Answer these questions from the passage on incremental refresh for Power BI dataflows below.
(a) What example does the passage give of refreshing only changed data?
(b) What kind of capacity must the dataflow's workspace be in?
(c) What type of field must the data source have for incremental refresh to filter on?

======== Text passage ========

Using incremental refresh with Power BI dataflows
With dataflows, you can bring large amounts of data into Power BI to create compelling reports and analytics. In some cases, however, it's not practical to update a full copy of source data in each refresh. A good alternative is incremental refresh, which provides the following benefits for dataflows:
- Refresh occurs faster - only data that's changed needs to be refreshed. For example, refresh only the last five days of a 10-year dataflow.
- Refresh is more reliable - for example, it is not necessary to maintain long-running connections to volatile source systems.
- Resource consumption is reduced - less data to refresh reduces overall consumption of memory and other resources.
Using incremental refresh for Power BI dataflows requires that the workspace where the dataflow resides be in Premium capacity to run, and the data source ingested into the dataflow must have a datetime field on which incremental refresh can filter.

======== Material provided ========

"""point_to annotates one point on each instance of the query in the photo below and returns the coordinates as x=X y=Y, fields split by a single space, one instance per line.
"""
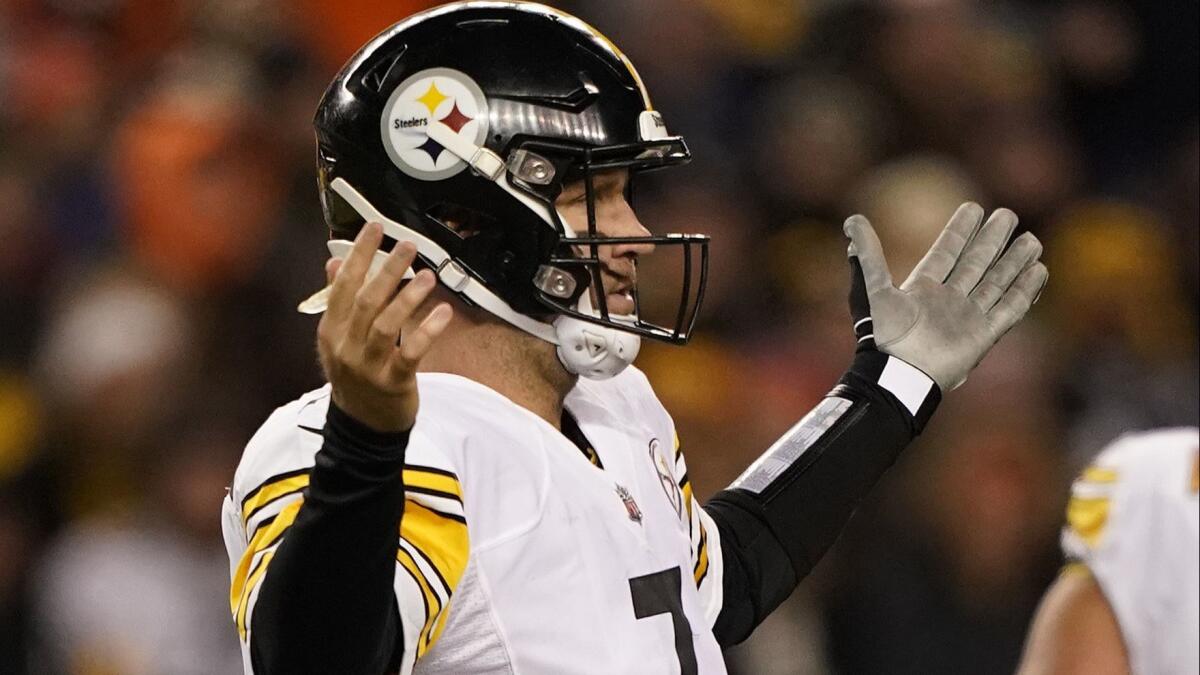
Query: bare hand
x=371 y=366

========

Worked answer —
(a) Refreshing only the last five days of a 10-year dataflow.
(b) Premium capacity.
(c) A datetime field.